⟨

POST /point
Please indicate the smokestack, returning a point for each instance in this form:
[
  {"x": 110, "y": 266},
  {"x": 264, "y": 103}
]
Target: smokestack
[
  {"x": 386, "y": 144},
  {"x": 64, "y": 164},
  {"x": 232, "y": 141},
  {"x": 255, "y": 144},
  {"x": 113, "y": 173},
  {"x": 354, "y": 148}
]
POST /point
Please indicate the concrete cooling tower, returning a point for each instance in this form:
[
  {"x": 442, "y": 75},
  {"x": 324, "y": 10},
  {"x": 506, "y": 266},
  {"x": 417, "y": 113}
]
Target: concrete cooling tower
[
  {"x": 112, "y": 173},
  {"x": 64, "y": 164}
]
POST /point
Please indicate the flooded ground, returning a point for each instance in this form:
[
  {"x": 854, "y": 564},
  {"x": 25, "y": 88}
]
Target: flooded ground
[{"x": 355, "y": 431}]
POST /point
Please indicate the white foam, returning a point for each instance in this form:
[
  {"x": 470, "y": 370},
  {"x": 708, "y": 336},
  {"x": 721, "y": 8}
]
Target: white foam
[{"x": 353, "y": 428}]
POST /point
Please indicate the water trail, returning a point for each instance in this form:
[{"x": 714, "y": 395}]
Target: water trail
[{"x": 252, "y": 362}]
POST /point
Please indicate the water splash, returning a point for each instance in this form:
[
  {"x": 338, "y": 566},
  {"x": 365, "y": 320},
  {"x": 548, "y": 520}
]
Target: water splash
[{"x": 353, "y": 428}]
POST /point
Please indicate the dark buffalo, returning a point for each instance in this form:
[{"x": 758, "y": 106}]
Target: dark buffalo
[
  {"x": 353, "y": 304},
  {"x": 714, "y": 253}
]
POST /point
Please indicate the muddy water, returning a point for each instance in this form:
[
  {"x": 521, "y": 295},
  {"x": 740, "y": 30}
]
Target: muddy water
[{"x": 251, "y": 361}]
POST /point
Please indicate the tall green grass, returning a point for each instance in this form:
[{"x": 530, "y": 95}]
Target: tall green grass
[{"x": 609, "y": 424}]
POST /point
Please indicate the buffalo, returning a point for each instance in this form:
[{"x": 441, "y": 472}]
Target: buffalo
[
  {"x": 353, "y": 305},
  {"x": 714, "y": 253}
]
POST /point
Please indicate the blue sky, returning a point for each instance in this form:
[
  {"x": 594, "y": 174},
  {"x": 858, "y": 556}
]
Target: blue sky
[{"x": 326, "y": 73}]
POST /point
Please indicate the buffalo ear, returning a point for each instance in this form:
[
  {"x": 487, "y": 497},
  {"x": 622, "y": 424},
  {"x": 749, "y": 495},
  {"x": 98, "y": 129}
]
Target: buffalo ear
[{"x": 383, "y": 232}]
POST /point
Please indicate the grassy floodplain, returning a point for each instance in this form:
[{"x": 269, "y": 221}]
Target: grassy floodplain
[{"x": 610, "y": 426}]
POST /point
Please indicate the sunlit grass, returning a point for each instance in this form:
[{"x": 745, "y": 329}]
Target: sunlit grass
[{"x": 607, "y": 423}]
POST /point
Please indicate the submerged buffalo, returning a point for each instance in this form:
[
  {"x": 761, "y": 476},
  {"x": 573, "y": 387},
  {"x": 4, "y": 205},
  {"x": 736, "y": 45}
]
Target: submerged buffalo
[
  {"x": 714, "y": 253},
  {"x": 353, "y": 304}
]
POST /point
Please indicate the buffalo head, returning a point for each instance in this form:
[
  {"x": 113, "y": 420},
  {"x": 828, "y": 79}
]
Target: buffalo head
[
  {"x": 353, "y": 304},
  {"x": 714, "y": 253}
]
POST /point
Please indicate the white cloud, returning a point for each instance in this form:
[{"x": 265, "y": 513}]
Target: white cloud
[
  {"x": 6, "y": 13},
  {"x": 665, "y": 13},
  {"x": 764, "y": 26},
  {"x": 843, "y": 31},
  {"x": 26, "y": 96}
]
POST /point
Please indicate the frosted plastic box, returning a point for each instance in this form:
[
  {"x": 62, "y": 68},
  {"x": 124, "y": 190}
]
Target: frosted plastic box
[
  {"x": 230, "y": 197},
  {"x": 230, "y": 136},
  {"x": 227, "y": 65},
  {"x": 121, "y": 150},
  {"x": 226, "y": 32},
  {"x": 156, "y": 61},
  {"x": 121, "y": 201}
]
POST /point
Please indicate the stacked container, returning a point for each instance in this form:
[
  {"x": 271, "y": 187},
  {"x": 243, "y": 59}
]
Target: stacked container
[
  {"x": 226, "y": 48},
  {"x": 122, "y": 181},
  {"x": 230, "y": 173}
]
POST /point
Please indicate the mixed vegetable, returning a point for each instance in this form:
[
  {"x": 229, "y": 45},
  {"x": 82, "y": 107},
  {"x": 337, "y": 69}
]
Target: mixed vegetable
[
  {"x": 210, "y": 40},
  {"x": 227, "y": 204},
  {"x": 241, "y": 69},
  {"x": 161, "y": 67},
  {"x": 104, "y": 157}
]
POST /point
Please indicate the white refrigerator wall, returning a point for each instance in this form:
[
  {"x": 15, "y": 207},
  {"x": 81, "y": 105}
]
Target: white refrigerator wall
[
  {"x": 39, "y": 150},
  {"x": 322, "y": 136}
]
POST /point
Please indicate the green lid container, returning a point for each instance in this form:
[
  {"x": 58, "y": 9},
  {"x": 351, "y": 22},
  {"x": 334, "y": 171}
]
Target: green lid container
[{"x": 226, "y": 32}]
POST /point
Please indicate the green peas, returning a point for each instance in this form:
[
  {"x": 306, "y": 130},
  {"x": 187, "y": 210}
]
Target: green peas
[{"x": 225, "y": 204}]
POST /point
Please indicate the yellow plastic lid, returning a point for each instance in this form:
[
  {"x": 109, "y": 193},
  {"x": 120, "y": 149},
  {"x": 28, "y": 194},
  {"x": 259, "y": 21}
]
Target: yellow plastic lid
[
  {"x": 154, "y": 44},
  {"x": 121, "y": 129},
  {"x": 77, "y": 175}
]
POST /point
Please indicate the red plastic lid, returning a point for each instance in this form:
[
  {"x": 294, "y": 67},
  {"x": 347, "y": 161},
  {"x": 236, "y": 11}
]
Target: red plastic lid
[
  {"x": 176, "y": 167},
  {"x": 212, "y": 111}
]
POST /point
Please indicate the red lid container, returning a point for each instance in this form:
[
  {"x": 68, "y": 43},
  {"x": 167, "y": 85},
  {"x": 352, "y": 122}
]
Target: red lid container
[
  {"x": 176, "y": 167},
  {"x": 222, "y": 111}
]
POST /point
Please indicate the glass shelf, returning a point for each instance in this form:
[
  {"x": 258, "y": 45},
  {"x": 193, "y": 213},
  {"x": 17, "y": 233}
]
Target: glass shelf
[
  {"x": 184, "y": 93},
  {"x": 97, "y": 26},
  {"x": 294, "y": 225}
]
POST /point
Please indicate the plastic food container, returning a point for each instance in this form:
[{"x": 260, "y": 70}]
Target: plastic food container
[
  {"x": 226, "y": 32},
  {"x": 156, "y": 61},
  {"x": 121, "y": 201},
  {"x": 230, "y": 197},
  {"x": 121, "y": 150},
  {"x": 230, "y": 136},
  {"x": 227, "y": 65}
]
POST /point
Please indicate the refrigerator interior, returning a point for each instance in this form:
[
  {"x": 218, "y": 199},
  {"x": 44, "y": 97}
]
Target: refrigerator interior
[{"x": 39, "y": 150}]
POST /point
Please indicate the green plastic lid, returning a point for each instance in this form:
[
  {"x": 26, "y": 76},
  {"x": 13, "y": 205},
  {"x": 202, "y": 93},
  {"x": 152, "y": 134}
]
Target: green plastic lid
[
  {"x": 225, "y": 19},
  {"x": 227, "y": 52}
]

⟩

## DIRECTIONS FOR THIS TASK
Each line above must be output exactly as it stands.

## OUTPUT BELOW
POST /point
Please indicate the smokestack, returning a point for each instance in this form:
[
  {"x": 110, "y": 266},
  {"x": 264, "y": 103}
]
Target: smokestack
[
  {"x": 386, "y": 144},
  {"x": 64, "y": 164},
  {"x": 232, "y": 141},
  {"x": 255, "y": 144},
  {"x": 113, "y": 173},
  {"x": 354, "y": 148}
]
POST /point
Please indicate the concrete cooling tower, returning a point for each instance in this form:
[
  {"x": 442, "y": 75},
  {"x": 324, "y": 10},
  {"x": 506, "y": 266},
  {"x": 417, "y": 113}
]
Target: concrete cooling tower
[
  {"x": 112, "y": 173},
  {"x": 64, "y": 164}
]
POST /point
Please indicate the flooded ground, returning a point for each instance in this form:
[
  {"x": 854, "y": 564},
  {"x": 25, "y": 88}
]
Target: flooded ground
[{"x": 355, "y": 431}]
POST /point
Please indicate the white foam, returning a point for each instance in this form:
[
  {"x": 470, "y": 370},
  {"x": 708, "y": 336},
  {"x": 721, "y": 8}
]
Target: white foam
[{"x": 353, "y": 428}]
POST /point
Please indicate the water trail, returning a point for each instance in this form:
[{"x": 714, "y": 395}]
Target: water trail
[{"x": 252, "y": 362}]
POST /point
Please indicate the water splash, returning a point for each instance in this form:
[
  {"x": 338, "y": 566},
  {"x": 365, "y": 320},
  {"x": 548, "y": 520}
]
Target: water splash
[{"x": 353, "y": 428}]
POST /point
Please indicate the dark buffalo, returning a point for each instance in this form:
[{"x": 758, "y": 106}]
Target: dark buffalo
[
  {"x": 353, "y": 304},
  {"x": 714, "y": 253}
]
POST /point
Please indicate the muddy water, returning a point for each instance in this form:
[
  {"x": 521, "y": 295},
  {"x": 740, "y": 30}
]
Target: muddy water
[{"x": 251, "y": 361}]
POST /point
Please indicate the tall green grass, returning a point for each instance in this form:
[{"x": 530, "y": 95}]
Target: tall green grass
[{"x": 609, "y": 424}]
POST /point
Please indicate the buffalo, returning a point for each instance in this form:
[{"x": 441, "y": 472}]
Target: buffalo
[
  {"x": 353, "y": 305},
  {"x": 714, "y": 253}
]
POST /point
Please indicate the blue sky, returning a point for each instance in this form:
[
  {"x": 594, "y": 174},
  {"x": 858, "y": 556}
]
Target: blue sky
[{"x": 326, "y": 73}]
POST /point
Please indicate the buffalo ear, returning a point for each instance in this form:
[
  {"x": 487, "y": 497},
  {"x": 622, "y": 424},
  {"x": 749, "y": 495},
  {"x": 98, "y": 129}
]
Target: buffalo ear
[{"x": 383, "y": 232}]
POST /point
Please indicate the grassy floodplain, returning a point for each instance in this form:
[{"x": 269, "y": 221}]
Target: grassy floodplain
[{"x": 610, "y": 426}]
POST /point
Please indicate the sunlit grass, returning a point for each instance in this form:
[{"x": 745, "y": 329}]
Target: sunlit grass
[{"x": 607, "y": 423}]
POST /point
Please indicate the submerged buffalo, returning a point for each instance in this form:
[
  {"x": 761, "y": 476},
  {"x": 573, "y": 387},
  {"x": 4, "y": 205},
  {"x": 736, "y": 45}
]
Target: submerged buffalo
[
  {"x": 714, "y": 253},
  {"x": 353, "y": 304}
]
POST /point
Please indicate the buffalo head, returning a point for each instance in this form:
[
  {"x": 113, "y": 420},
  {"x": 828, "y": 79}
]
Target: buffalo head
[
  {"x": 353, "y": 304},
  {"x": 714, "y": 253}
]
POST /point
Please indicate the white cloud, returning a point for each instance in this form:
[{"x": 265, "y": 513}]
Target: white cloud
[
  {"x": 6, "y": 13},
  {"x": 665, "y": 13},
  {"x": 764, "y": 26},
  {"x": 843, "y": 31},
  {"x": 26, "y": 96}
]
POST /point
Please indicate the frosted plastic box, returning a point for each instance in this form:
[
  {"x": 62, "y": 68},
  {"x": 124, "y": 190}
]
Target: frosted plastic box
[
  {"x": 230, "y": 197},
  {"x": 230, "y": 136},
  {"x": 227, "y": 65},
  {"x": 121, "y": 150},
  {"x": 226, "y": 32},
  {"x": 156, "y": 61},
  {"x": 121, "y": 201}
]
POST /point
Please indicate the stacked container, returning a point for each instance in this form:
[
  {"x": 271, "y": 187},
  {"x": 243, "y": 59}
]
Target: stacked container
[
  {"x": 226, "y": 48},
  {"x": 122, "y": 181},
  {"x": 230, "y": 173}
]
POST /point
Please indicate the mixed vegetable, returning a point for each instance in this form:
[
  {"x": 229, "y": 45},
  {"x": 82, "y": 107},
  {"x": 337, "y": 69}
]
Target: mixed vegetable
[
  {"x": 210, "y": 40},
  {"x": 227, "y": 204},
  {"x": 241, "y": 69},
  {"x": 161, "y": 67},
  {"x": 104, "y": 157}
]
POST /point
Please indicate the white refrigerator wall, returning a point for each instance in this form:
[
  {"x": 15, "y": 207},
  {"x": 81, "y": 105}
]
Target: white refrigerator wall
[
  {"x": 39, "y": 150},
  {"x": 322, "y": 136}
]
POST /point
Please indicate the green lid container, returning a point for each instance in this form:
[
  {"x": 58, "y": 9},
  {"x": 351, "y": 22},
  {"x": 334, "y": 171}
]
Target: green lid container
[{"x": 226, "y": 32}]
POST /point
Please indicate the green peas, returning a point for each instance in this form:
[
  {"x": 306, "y": 130},
  {"x": 187, "y": 210}
]
Target: green peas
[{"x": 225, "y": 204}]
POST /point
Please indicate the yellow plastic lid, returning a point for each instance in this form:
[
  {"x": 109, "y": 193},
  {"x": 120, "y": 149},
  {"x": 28, "y": 194},
  {"x": 259, "y": 21}
]
Target: yellow plastic lid
[
  {"x": 154, "y": 44},
  {"x": 121, "y": 129},
  {"x": 77, "y": 175}
]
POST /point
Please indicate the red plastic lid, returning a point for each instance in this form:
[
  {"x": 294, "y": 67},
  {"x": 347, "y": 161},
  {"x": 236, "y": 11}
]
Target: red plastic lid
[
  {"x": 176, "y": 167},
  {"x": 212, "y": 111}
]
POST /point
Please indicate the red lid container, returning a point for each instance in this form:
[
  {"x": 68, "y": 43},
  {"x": 167, "y": 85},
  {"x": 352, "y": 122}
]
Target: red lid container
[
  {"x": 176, "y": 167},
  {"x": 222, "y": 111}
]
POST /point
Please indicate the glass shelf, returning a point for each instance in this form:
[
  {"x": 258, "y": 45},
  {"x": 193, "y": 213},
  {"x": 17, "y": 233}
]
Target: glass shelf
[
  {"x": 184, "y": 93},
  {"x": 97, "y": 26},
  {"x": 294, "y": 225}
]
POST /point
Please indicate the plastic food container, returning a point for each instance in this form:
[{"x": 260, "y": 70}]
Target: plastic food container
[
  {"x": 226, "y": 32},
  {"x": 156, "y": 61},
  {"x": 121, "y": 201},
  {"x": 230, "y": 197},
  {"x": 121, "y": 150},
  {"x": 230, "y": 136},
  {"x": 227, "y": 65}
]
POST /point
Please indicate the refrigerator interior, returning a point for each instance in this form:
[
  {"x": 218, "y": 199},
  {"x": 44, "y": 97}
]
Target: refrigerator interior
[{"x": 39, "y": 150}]
POST /point
Please indicate the green plastic lid, returning a point for each instance in this form:
[
  {"x": 26, "y": 76},
  {"x": 13, "y": 205},
  {"x": 202, "y": 93},
  {"x": 152, "y": 134}
]
Target: green plastic lid
[
  {"x": 225, "y": 19},
  {"x": 227, "y": 52}
]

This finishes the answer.